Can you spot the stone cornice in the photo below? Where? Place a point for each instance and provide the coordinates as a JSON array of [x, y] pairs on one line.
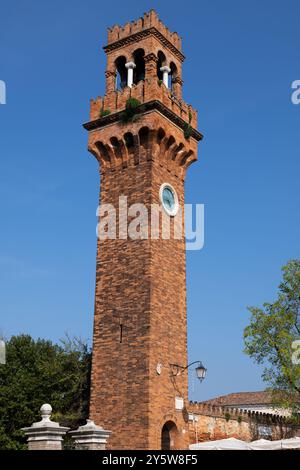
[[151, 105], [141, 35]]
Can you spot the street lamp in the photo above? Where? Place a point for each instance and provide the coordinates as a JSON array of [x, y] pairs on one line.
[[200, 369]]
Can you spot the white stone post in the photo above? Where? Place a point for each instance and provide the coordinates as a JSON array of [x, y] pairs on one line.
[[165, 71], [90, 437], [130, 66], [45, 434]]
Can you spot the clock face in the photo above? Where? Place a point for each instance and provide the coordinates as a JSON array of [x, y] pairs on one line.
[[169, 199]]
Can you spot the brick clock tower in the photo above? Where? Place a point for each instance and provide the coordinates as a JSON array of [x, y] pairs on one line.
++++++++
Copy every line above word for word, leaving out the picture.

REPLY TO THE EXERCISE ->
Can you spot the stone cornice in the photo below? Where? Place a point for each instance and provide the coordinates as a JSON array of [x, y] pairs on one line.
[[151, 105], [141, 35]]
Can you spot the street lamp in the photo above? Where? Place a point for each instance and provide the coordinates as a JSON array of [x, y] pairs on one line.
[[200, 369]]
Can you spot the white stone post in the photo above? Where? Place a point for each instance and provide the coordinates as a JSON array of [x, y] pairs on one line.
[[165, 71], [90, 437], [130, 66], [45, 434]]
Can you spot the clock face in the photo above? Where? Place a point for each instance and provide the coordinates as a JSON array of [x, y] pairs on one line.
[[169, 199]]
Can you spot the brick clock tower in the photo above? Where? Place a point for each instance and provide the coordinates as a JSON array of [x, y] pairs on one line.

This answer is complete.